■ **PROBLEM STATEMENT**
Copy the records word for word, starting at the beginning and ending with the line that contains "positive clicks: (184, 390) (229, 363)". Leave out the pictures.

--

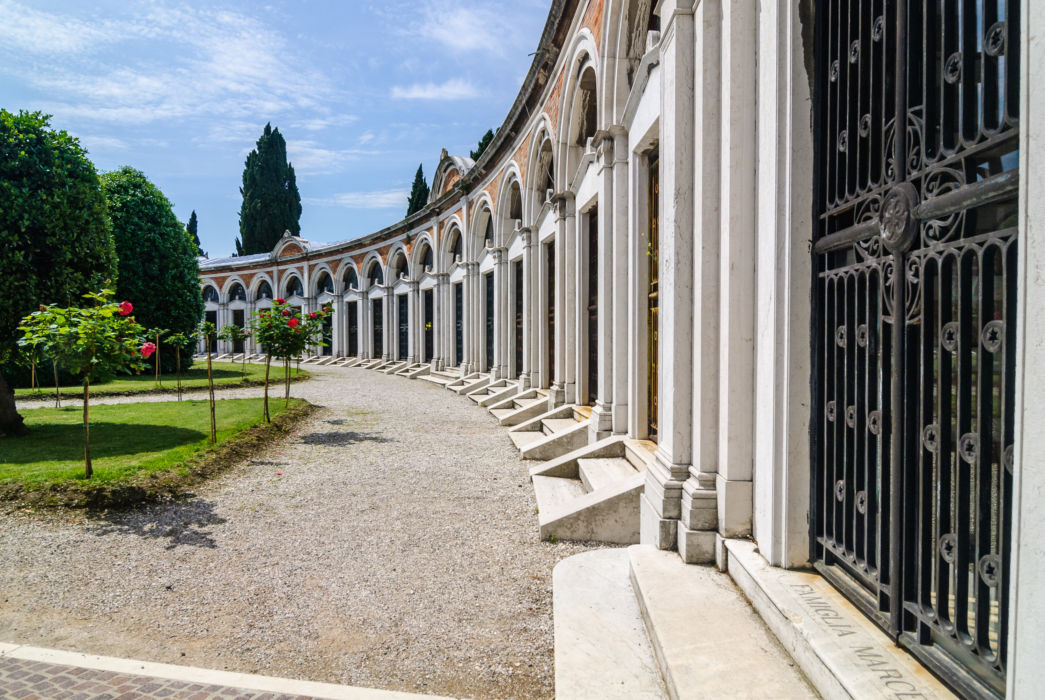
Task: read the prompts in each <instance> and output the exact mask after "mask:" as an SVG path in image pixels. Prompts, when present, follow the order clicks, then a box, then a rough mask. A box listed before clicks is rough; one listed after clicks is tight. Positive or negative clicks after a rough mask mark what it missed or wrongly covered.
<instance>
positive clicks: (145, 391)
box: [15, 360, 310, 398]
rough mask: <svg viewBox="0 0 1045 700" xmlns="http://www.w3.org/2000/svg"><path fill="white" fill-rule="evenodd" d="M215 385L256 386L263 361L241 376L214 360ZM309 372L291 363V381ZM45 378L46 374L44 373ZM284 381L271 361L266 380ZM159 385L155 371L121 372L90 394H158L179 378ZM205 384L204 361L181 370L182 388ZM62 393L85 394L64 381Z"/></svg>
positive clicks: (184, 390) (229, 363)
mask: <svg viewBox="0 0 1045 700" xmlns="http://www.w3.org/2000/svg"><path fill="white" fill-rule="evenodd" d="M212 371H213V374H214V388H215V389H218V388H222V389H232V388H237V387H256V386H260V384H262V383H264V365H251V364H250V363H248V364H247V375H246V376H243V372H242V365H240V364H239V363H213V364H212ZM309 376H310V375H309V374H308V372H306V371H304V370H298V369H295V367H294V366H293V365H292V366H291V381H301V380H303V379H307V378H309ZM43 378H44V380H45V382H46V378H47V375H46V374H45V375H43ZM282 381H283V366H282V364H279V365H277V364H276V363H275V361H273V365H272V371H271V374H270V375H269V382H270V384H271V386H272V387H276V388H277V389H278V387H279V384H280V383H281V382H282ZM160 386H161V389H157V388H156V375H154V374H149V373H147V372H146V373H144V374H139V375H133V376H120V377H118V378H116V379H113V380H112V381H109V382H107V383H103V384H92V386H91V396H115V395H119V394H158V393H177V392H178V382H177V381H176V379H175V375H173V374H161V375H160ZM206 388H207V361H206V360H203V361H200V360H196V361H195V363H194V364H193V365H192V369H190V370H187V371H184V372H182V390H183V391H191V390H195V389H206ZM60 391H61V392H62V396H63V397H66V398H78V397H80V396H83V395H84V388H83V386H82V384H64V386H62V387H61V388H60ZM53 396H54V387H53V386H51V387H50V388H48V387H47V386H46V383H45V384H44V386H43V387H38V388H37V389H36V391H33V390H31V389H16V390H15V397H16V398H28V397H41V398H47V397H53Z"/></svg>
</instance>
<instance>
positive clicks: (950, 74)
mask: <svg viewBox="0 0 1045 700" xmlns="http://www.w3.org/2000/svg"><path fill="white" fill-rule="evenodd" d="M944 79H945V80H947V84H948V85H954V84H955V83H957V81H958V80H960V79H961V51H955V52H954V53H952V54H951V55H949V56H947V63H945V64H944Z"/></svg>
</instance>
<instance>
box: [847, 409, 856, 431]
mask: <svg viewBox="0 0 1045 700" xmlns="http://www.w3.org/2000/svg"><path fill="white" fill-rule="evenodd" d="M845 424H846V425H849V426H850V427H856V406H855V405H849V406H845Z"/></svg>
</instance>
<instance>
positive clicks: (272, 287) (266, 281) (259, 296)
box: [250, 273, 276, 302]
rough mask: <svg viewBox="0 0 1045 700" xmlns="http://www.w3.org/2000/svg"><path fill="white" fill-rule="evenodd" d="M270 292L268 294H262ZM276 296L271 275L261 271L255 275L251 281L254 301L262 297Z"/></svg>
mask: <svg viewBox="0 0 1045 700" xmlns="http://www.w3.org/2000/svg"><path fill="white" fill-rule="evenodd" d="M264 294H268V296H262V295H264ZM275 298H276V296H275V294H274V293H273V286H272V278H271V277H269V274H268V273H261V274H259V275H255V276H254V279H253V280H252V282H251V289H250V299H251V300H252V301H255V302H257V301H259V300H261V299H275Z"/></svg>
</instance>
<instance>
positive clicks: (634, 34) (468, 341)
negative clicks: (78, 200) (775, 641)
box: [201, 0, 1045, 697]
mask: <svg viewBox="0 0 1045 700" xmlns="http://www.w3.org/2000/svg"><path fill="white" fill-rule="evenodd" d="M826 4H836V3H823V2H815V1H814V0H769V1H764V2H761V3H753V2H739V1H736V0H696V1H694V0H659V1H658V2H655V3H653V4H652V6H651V2H650V0H604V2H602V1H596V0H588V1H587V2H585V1H580V2H578V1H576V0H574V1H568V0H567V1H561V0H557V1H556V2H554V3H553V7H552V11H551V14H550V17H549V24H548V28H547V30H545V32H544V37H543V39H542V40H541V41H542V42H543V43H542V44H541V47H540V48H541V49H543V50H542V51H539V52H538V54H537V57H536V60H535V63H534V65H533V68H532V69H531V71H530V74H529V75H528V77H527V80H526V84H525V85H524V87H522V91H521V92H520V94H519V97H518V99H517V100H516V103H515V106H514V107H513V108H512V111H511V113H510V114H509V115H508V117H507V118H506V120H505V123H504V125H503V126H502V127H501V131H500V133H498V135H497V137H496V138H495V139H494V142H493V143H492V144H491V146H490V147H489V149H488V150H487V153H486V154H484V156H483V157H482V158H481V159H480V160H479V162H478V163H473V162H472V161H470V160H469V159H463V158H454V157H451V156H449V155H447V154H445V151H444V154H443V158H442V160H441V162H440V165H439V168H438V170H437V172H436V176H435V181H434V183H433V188H432V199H431V202H429V205H428V207H427V208H426V209H424V210H423V211H422V212H420V213H418V214H415V215H413V216H411V217H409V218H408V219H405V220H403V221H400V223H398V224H396V225H394V226H391V227H390V228H388V229H385V230H382V231H379V232H376V233H372V234H369V235H364V236H362V237H357V238H355V239H353V240H350V241H348V242H344V243H339V244H334V246H328V247H323V248H317V247H312V246H310V244H309V242H308V241H307V240H305V239H299V238H291V237H286V238H284V239H283V240H282V241H281V242H280V244H279V246H278V247H277V248H276V249H275V250H274V251H273V252H272V254H271V255H259V256H250V257H246V258H228V259H223V260H202V263H201V273H202V284H203V285H204V286H205V287H212V288H213V290H214V294H213V296H212V298H213V297H216V301H212V302H208V303H207V309H208V311H216V312H217V320H218V325H224V324H227V323H231V322H232V319H233V311H234V310H237V309H238V310H242V311H243V312H245V313H246V314H247V317H248V318H249V317H250V313H251V312H253V311H254V310H256V309H257V308H260V307H263V306H264V305H266V304H269V303H271V302H270V301H269V299H263V298H261V297H260V296H259V293H260V290H261V289H262V288H265V289H271V290H272V296H273V297H280V296H282V297H284V298H286V299H287V300H288V301H289V302H291V303H294V304H297V305H300V306H302V307H304V308H305V309H311V308H315V307H317V306H319V305H320V304H322V303H324V302H325V301H327V300H329V301H332V302H333V304H334V308H335V316H334V326H333V345H332V354H334V355H338V356H346V355H354V356H358V357H363V358H386V359H398V360H407V361H410V363H412V364H422V363H424V364H431V365H432V367H433V369H435V370H445V369H452V368H458V369H459V370H460V372H462V373H473V372H484V373H486V372H489V373H490V374H491V375H492V376H493V377H494V378H517V379H519V381H520V387H521V388H522V389H527V388H531V387H532V388H539V389H545V390H549V392H550V401H551V402H552V403H553V404H561V403H576V404H587V405H591V406H593V416H594V417H595V420H594V421H593V427H591V440H593V441H594V440H595V439H597V438H598V437H601V436H606V435H614V434H617V435H620V434H625V435H628V436H629V437H632V438H636V439H647V438H649V439H652V440H654V441H655V442H656V444H657V450H656V458H655V462H654V464H653V465H652V466H651V467H650V468H649V469H648V471H647V476H646V487H645V493H644V495H643V496H642V501H641V505H642V522H641V532H642V541H643V542H645V543H651V544H654V545H656V546H657V547H660V549H664V550H675V551H677V552H678V553H679V556H680V557H681V558H682V559H683V560H686V561H687V562H690V563H709V562H714V561H716V559H718V560H719V563H720V564H721V558H722V556H723V552H724V549H723V541H724V540H725V539H729V538H753V539H754V540H757V542H758V547H759V550H758V551H759V553H760V554H761V556H762V557H764V558H765V559H766V560H767V561H768V563H769V564H771V565H773V566H779V567H803V566H806V565H808V564H809V563H810V561H811V556H812V555H811V536H810V523H809V521H810V512H811V509H810V493H811V488H810V484H811V479H812V473H813V469H814V467H813V458H812V454H811V451H812V450H811V438H810V436H811V430H812V429H813V427H812V418H811V404H812V396H811V391H812V390H811V383H812V381H813V368H812V361H813V360H812V359H811V354H812V353H811V340H810V339H811V333H813V332H814V331H813V329H814V321H813V318H814V314H815V309H814V308H813V302H812V297H813V295H812V289H813V287H814V279H813V275H814V257H813V254H812V252H811V248H812V242H813V237H814V230H815V226H814V220H813V219H814V213H813V212H814V187H815V183H814V177H815V169H816V168H815V158H814V129H813V123H814V119H813V116H814V115H813V109H814V99H813V98H814V95H813V90H814V88H813V86H814V84H815V81H814V79H813V76H812V75H811V74H810V73H811V71H815V70H816V63H815V51H814V45H815V42H816V37H817V30H818V28H821V24H818V22H821V23H822V17H823V14H822V13H821V14H820V15H817V13H816V11H814V10H815V9H817V8H821V7H823V6H826ZM1019 11H1020V13H1021V18H1020V23H1021V27H1020V32H1021V33H1020V37H1021V40H1020V46H1019V52H1020V57H1021V65H1022V71H1023V72H1022V77H1021V81H1020V83H1021V91H1020V95H1021V107H1020V109H1021V114H1022V115H1023V117H1022V121H1021V123H1022V126H1021V130H1022V131H1021V133H1020V151H1021V158H1020V172H1019V174H1020V203H1021V206H1020V216H1019V234H1018V235H1019V241H1020V253H1019V255H1020V259H1019V275H1018V276H1019V280H1018V283H1017V285H1016V288H1017V289H1018V301H1017V304H1018V308H1019V310H1020V319H1019V323H1018V330H1017V333H1016V339H1017V344H1018V348H1017V365H1018V367H1017V371H1016V377H1017V402H1016V405H1017V416H1016V428H1015V445H1014V451H1015V454H1016V459H1015V470H1014V487H1013V488H1014V498H1013V501H1014V506H1013V510H1012V514H1011V517H1012V519H1013V521H1012V524H1013V532H1012V555H1011V559H1009V561H1008V582H1007V585H1008V586H1009V600H1011V603H1009V606H1008V625H1007V632H1008V659H1007V663H1006V667H1005V669H1006V671H1005V673H1006V676H1007V683H1008V693H1009V694H1011V695H1013V696H1014V697H1030V696H1032V695H1034V694H1035V689H1036V687H1037V684H1036V681H1037V680H1038V679H1039V678H1040V677H1041V676H1042V671H1041V663H1040V661H1041V659H1043V658H1045V646H1043V645H1045V643H1043V639H1045V636H1043V635H1042V634H1041V633H1040V628H1041V625H1042V623H1043V622H1045V583H1043V582H1045V546H1043V545H1042V544H1041V539H1040V535H1039V533H1040V532H1042V530H1045V519H1043V518H1045V515H1043V513H1045V510H1043V509H1042V508H1040V507H1037V506H1038V504H1041V503H1043V501H1045V470H1043V469H1042V468H1041V467H1040V460H1041V457H1040V456H1041V454H1042V453H1043V452H1045V449H1043V446H1042V445H1040V444H1039V443H1040V442H1041V441H1042V437H1041V435H1042V431H1041V430H1040V429H1036V427H1038V426H1041V425H1043V424H1045V415H1042V412H1043V409H1042V407H1041V406H1042V404H1041V401H1038V400H1036V397H1038V396H1041V395H1042V394H1043V393H1045V369H1043V368H1045V352H1043V348H1045V334H1043V333H1045V326H1043V325H1042V324H1036V323H1034V318H1035V317H1034V312H1035V311H1034V309H1036V308H1041V307H1042V305H1043V303H1045V281H1043V280H1045V273H1043V269H1045V230H1043V226H1045V225H1043V224H1042V221H1043V220H1045V213H1043V215H1036V213H1037V212H1038V209H1041V208H1042V207H1043V205H1042V197H1040V196H1038V197H1036V196H1034V194H1035V192H1037V191H1039V190H1040V189H1041V181H1042V179H1043V178H1045V166H1043V165H1042V161H1043V160H1045V134H1043V129H1045V127H1043V126H1042V125H1041V119H1038V120H1037V121H1036V120H1035V118H1036V115H1037V114H1038V112H1040V111H1042V109H1043V108H1042V104H1041V102H1042V97H1041V94H1040V92H1041V91H1040V89H1039V90H1038V91H1037V92H1036V91H1035V88H1034V86H1036V85H1040V84H1041V80H1040V79H1037V78H1038V77H1040V76H1038V72H1040V70H1041V67H1042V66H1045V55H1043V54H1045V48H1043V44H1042V42H1041V41H1040V40H1039V39H1037V37H1038V36H1039V34H1040V33H1041V32H1040V31H1037V30H1038V29H1045V6H1043V5H1042V4H1041V3H1030V2H1028V1H1026V0H1024V2H1023V3H1022V6H1021V7H1020V8H1019ZM1036 32H1037V33H1036ZM1008 50H1009V51H1011V52H1014V53H1015V51H1016V47H1009V49H1008ZM651 164H652V165H653V168H654V170H655V171H654V172H653V173H652V176H655V177H651V172H650V168H651ZM651 187H657V188H658V189H657V190H656V191H655V192H651V189H650V188H651ZM651 207H655V208H656V209H657V211H656V212H655V216H651ZM653 219H655V221H654V220H653ZM654 224H655V226H656V231H657V235H658V244H657V246H656V248H655V249H654V248H653V247H652V246H651V240H652V239H653V236H652V235H651V227H652V226H653V225H654ZM351 233H354V232H346V234H351ZM593 248H595V250H593ZM651 260H652V261H653V264H652V265H651V264H650V262H651ZM593 263H594V264H593ZM553 269H554V273H553ZM651 271H652V274H655V275H657V278H658V279H657V282H658V289H657V297H656V304H657V305H656V314H657V316H656V319H657V324H656V326H655V327H654V328H651V310H650V309H651V308H652V307H651V301H650V300H651V285H650V276H651ZM324 276H328V279H329V280H330V283H331V288H330V289H329V290H327V291H324V290H322V288H320V286H322V285H323V284H325V282H324V280H323V279H321V278H323V277H324ZM237 284H241V285H242V288H243V289H245V290H246V300H240V301H236V300H233V299H231V298H230V295H231V294H232V290H233V289H234V287H235V285H237ZM265 285H268V286H265ZM295 291H299V293H300V294H299V295H297V296H295V295H294V293H295ZM400 298H401V299H403V300H404V301H403V303H402V305H400V303H399V301H398V300H399V299H400ZM402 309H405V311H407V318H405V322H404V323H403V324H402V325H403V327H405V328H407V335H405V337H404V343H403V344H400V339H399V332H400V330H399V328H400V319H399V316H400V313H401V311H402ZM377 318H379V319H380V326H379V327H376V323H375V321H376V319H377ZM491 320H492V321H491ZM490 323H492V326H490ZM651 332H656V335H657V341H656V343H655V344H651V343H650V334H651ZM401 345H402V346H403V347H400V346H401ZM651 348H655V349H656V356H651ZM219 350H220V351H231V348H227V347H224V346H223V347H220V348H219ZM253 350H254V348H253V347H252V346H250V345H249V347H248V351H253ZM652 366H655V370H656V371H655V373H652V374H651V367H652ZM651 376H652V377H653V378H654V379H655V383H656V387H657V392H656V400H655V403H652V402H651V398H650V380H651ZM651 424H655V426H656V434H655V436H651V435H650V428H651ZM1035 465H1039V466H1035ZM1036 660H1037V661H1038V662H1037V663H1036V662H1035V661H1036Z"/></svg>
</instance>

--

■ **RESPONSE TO THE EXERCISE**
Task: read the prompts in each <instance> and output the exact mask after "mask:" as an SVG path in image pixels. Prompts, when present, follow the order clicks, then a box, then a rough mask. A box listed before clicks is rough; one listed after clicks is tight. Positive or negative clicks after a rough mask mark what it missed or wrongly covered.
<instance>
positive clicks: (145, 391)
box: [15, 360, 310, 398]
rough mask: <svg viewBox="0 0 1045 700" xmlns="http://www.w3.org/2000/svg"><path fill="white" fill-rule="evenodd" d="M215 385L256 386L263 361L241 376L214 360ZM309 372L291 363V381ZM45 378L46 374L44 373ZM284 381L271 361L266 380ZM159 385L155 371L121 372L90 394H158L179 378ZM205 384L204 361L181 370L182 388ZM62 393L85 394L64 381Z"/></svg>
positive clicks: (184, 390) (229, 363)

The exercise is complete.